GIVEN EXERCISE — Please gather each line of the material below that contains the word "house" and copy those lines in full. Matches must have the same case.

Labeled shape records —
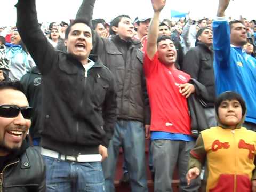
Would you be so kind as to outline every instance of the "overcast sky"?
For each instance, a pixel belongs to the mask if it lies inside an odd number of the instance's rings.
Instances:
[[[26,0],[22,0],[26,1]],[[68,21],[74,19],[82,0],[37,0],[38,20],[42,22]],[[0,0],[0,26],[15,25],[17,0]],[[192,18],[213,18],[218,0],[167,0],[161,18],[170,18],[170,10],[187,12]],[[227,15],[239,18],[240,15],[251,20],[256,19],[256,0],[231,0]],[[150,17],[153,14],[150,0],[97,0],[93,18],[102,18],[107,21],[119,14],[127,14],[132,19],[136,16]]]

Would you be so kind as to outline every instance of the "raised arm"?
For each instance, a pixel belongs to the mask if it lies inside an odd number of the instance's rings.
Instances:
[[[21,39],[42,74],[51,70],[58,53],[40,29],[35,0],[18,0],[17,26]]]
[[[217,17],[213,23],[214,64],[221,68],[230,66],[230,33],[225,12],[229,0],[219,0]]]
[[[151,1],[154,15],[149,26],[147,43],[147,54],[150,59],[153,58],[157,50],[156,42],[158,36],[160,12],[165,5],[166,0],[151,0]]]
[[[218,6],[217,17],[225,16],[225,12],[228,6],[230,0],[219,0]]]
[[[90,21],[92,19],[93,9],[96,0],[83,0],[81,5],[76,14],[76,19],[82,19]],[[91,54],[98,55],[101,58],[103,54],[104,40],[94,30],[92,31],[93,49]],[[106,63],[104,63],[106,65]]]
[[[83,19],[91,21],[94,4],[96,0],[83,0],[81,5],[76,14],[76,19]]]

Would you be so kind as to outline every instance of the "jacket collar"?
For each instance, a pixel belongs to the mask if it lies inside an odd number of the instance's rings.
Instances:
[[[199,46],[202,47],[203,47],[205,50],[206,50],[208,52],[212,52],[212,46],[210,46],[209,47],[207,46],[205,43],[202,43],[201,42],[198,42],[197,43],[197,46]]]
[[[111,37],[112,41],[114,42],[118,43],[118,44],[125,44],[128,47],[131,46],[135,46],[138,48],[141,48],[142,45],[139,40],[137,39],[130,39],[129,41],[123,40],[120,38],[120,36],[118,35],[115,35],[111,36]]]

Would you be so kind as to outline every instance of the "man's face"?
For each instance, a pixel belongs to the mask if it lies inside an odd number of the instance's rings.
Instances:
[[[102,23],[98,23],[96,28],[95,28],[95,31],[100,36],[102,33],[105,31],[105,27]]]
[[[5,89],[0,90],[0,106],[3,105],[28,107],[28,102],[25,95],[21,91]],[[30,120],[24,118],[20,112],[15,117],[0,116],[1,156],[6,156],[20,148],[30,125]]]
[[[67,51],[79,60],[87,59],[92,49],[92,32],[86,24],[74,25],[65,40]]]
[[[168,27],[165,25],[159,26],[159,35],[170,35],[171,31]]]
[[[52,29],[51,31],[51,37],[52,39],[57,39],[60,37],[60,35],[59,34],[59,31],[57,29]]]
[[[177,52],[173,42],[170,39],[161,41],[157,45],[158,58],[166,66],[175,63]]]
[[[234,127],[242,119],[242,107],[236,100],[224,100],[218,109],[219,118],[225,124]]]
[[[205,27],[207,26],[207,21],[204,19],[200,23],[198,23],[198,25],[201,28]]]
[[[61,27],[60,28],[60,31],[62,32],[62,33],[65,33],[66,31],[66,30],[67,29],[67,28],[68,28],[68,25],[66,25],[66,24],[64,24],[62,26],[61,26]]]
[[[142,36],[148,35],[150,22],[150,19],[147,19],[146,21],[140,22],[137,26],[137,33],[140,34]]]
[[[212,31],[211,30],[206,29],[198,38],[200,42],[205,43],[208,46],[212,44]]]
[[[11,43],[15,45],[18,45],[19,42],[21,40],[20,34],[18,31],[13,31],[11,35]]]
[[[113,30],[119,35],[120,38],[123,40],[130,40],[134,35],[134,28],[132,21],[126,17],[122,18],[118,26],[113,26]]]
[[[230,31],[231,43],[236,46],[242,46],[247,42],[246,29],[241,23],[232,25]]]
[[[255,25],[254,27],[253,27],[253,31],[254,32],[256,32],[256,25]]]

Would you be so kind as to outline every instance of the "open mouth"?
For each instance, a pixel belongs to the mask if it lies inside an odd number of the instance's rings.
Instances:
[[[167,57],[171,58],[174,57],[174,54],[173,53],[170,53],[167,55]]]
[[[21,131],[8,131],[7,132],[12,136],[17,137],[21,137],[23,133],[23,132]]]

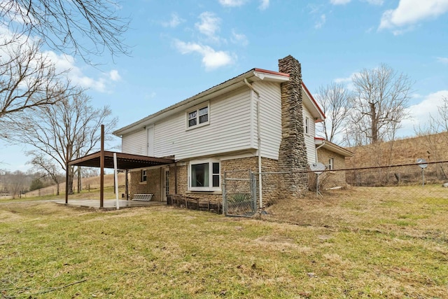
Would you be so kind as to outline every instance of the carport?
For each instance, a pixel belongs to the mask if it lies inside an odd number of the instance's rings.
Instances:
[[[149,157],[133,155],[125,153],[117,153],[104,151],[104,127],[102,125],[101,151],[84,157],[79,158],[67,162],[65,179],[65,203],[69,203],[69,167],[85,166],[88,167],[99,167],[99,207],[104,205],[104,168],[115,169],[115,181],[117,169],[124,169],[126,177],[126,199],[128,198],[127,172],[129,169],[144,168],[151,166],[164,165],[174,163],[174,159]],[[118,183],[115,184],[118,188]],[[118,196],[117,193],[117,197]]]

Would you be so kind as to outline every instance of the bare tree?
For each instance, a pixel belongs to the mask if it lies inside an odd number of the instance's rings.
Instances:
[[[318,127],[325,139],[333,142],[349,121],[351,110],[351,95],[342,83],[321,85],[316,93],[317,101],[326,115],[326,119]]]
[[[409,116],[406,109],[412,92],[410,78],[382,64],[363,69],[353,78],[352,137],[356,145],[374,144],[395,136],[401,120]]]
[[[79,55],[88,63],[105,50],[127,53],[122,35],[128,21],[113,0],[4,0],[0,20],[18,39],[40,39],[51,49]],[[86,43],[90,40],[91,43]]]
[[[56,184],[58,175],[66,169],[67,158],[76,159],[90,153],[100,139],[104,124],[106,136],[115,127],[118,119],[112,118],[108,106],[95,109],[82,90],[39,111],[22,113],[10,123],[11,139],[31,146],[31,163],[46,171]],[[73,190],[74,169],[69,167],[69,190]]]
[[[39,51],[39,46],[13,43],[0,47],[0,119],[52,105],[74,92],[64,74],[56,71],[54,64]]]

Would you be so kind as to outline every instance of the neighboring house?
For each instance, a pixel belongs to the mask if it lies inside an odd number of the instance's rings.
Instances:
[[[130,193],[222,200],[225,172],[295,172],[283,191],[302,196],[308,163],[317,162],[315,123],[323,113],[293,57],[279,71],[253,69],[114,132],[123,153],[174,159],[132,169]]]
[[[316,137],[314,141],[317,160],[326,165],[328,170],[345,169],[345,158],[354,156],[354,153],[350,151],[323,138]],[[346,183],[344,171],[326,172],[325,176],[326,188],[343,186]]]

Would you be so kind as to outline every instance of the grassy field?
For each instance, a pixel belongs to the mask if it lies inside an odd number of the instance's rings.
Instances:
[[[448,197],[427,187],[284,201],[262,220],[1,203],[0,298],[446,298]]]

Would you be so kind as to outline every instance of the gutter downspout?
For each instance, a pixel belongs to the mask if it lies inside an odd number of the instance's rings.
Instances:
[[[262,183],[261,176],[261,125],[260,120],[260,93],[256,91],[253,86],[249,83],[246,78],[244,78],[244,83],[252,90],[255,95],[257,95],[257,142],[258,146],[258,194],[260,197],[260,209],[263,207],[263,196],[262,196]]]
[[[319,162],[319,160],[317,158],[317,150],[321,148],[322,146],[325,146],[325,140],[322,140],[322,144],[316,148],[316,162]]]

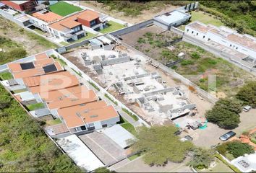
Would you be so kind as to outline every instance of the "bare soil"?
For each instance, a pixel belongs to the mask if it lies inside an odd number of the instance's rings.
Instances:
[[[9,37],[22,45],[28,55],[38,53],[54,46],[51,43],[46,45],[46,43],[40,43],[38,40],[31,38],[27,35],[28,31],[2,17],[0,17],[0,35]]]

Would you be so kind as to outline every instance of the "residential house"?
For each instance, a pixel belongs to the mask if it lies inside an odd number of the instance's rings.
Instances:
[[[185,34],[214,47],[222,46],[223,51],[231,50],[234,56],[250,59],[256,63],[256,38],[249,35],[241,35],[236,31],[221,26],[205,25],[196,21],[186,26]],[[239,60],[237,60],[238,61]]]
[[[48,30],[56,38],[72,42],[84,37],[86,28],[99,30],[105,25],[100,21],[98,13],[87,9],[51,23],[48,25]]]

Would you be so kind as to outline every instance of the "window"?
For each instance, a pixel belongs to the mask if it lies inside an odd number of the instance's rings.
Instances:
[[[82,130],[86,130],[85,125],[81,126],[80,128],[81,128]]]

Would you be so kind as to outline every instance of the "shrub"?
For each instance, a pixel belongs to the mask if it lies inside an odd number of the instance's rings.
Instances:
[[[191,58],[192,58],[192,59],[200,58],[200,56],[196,52],[193,52],[192,53],[191,53],[190,56],[191,56]]]
[[[238,92],[236,98],[242,101],[244,105],[256,107],[256,81],[250,81],[244,85]]]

RESPONSE TO THE TASK —
Would you be so kind as to outline every instance of the neighboring house?
Would you be so kind as to outline every instance of the "residential house"?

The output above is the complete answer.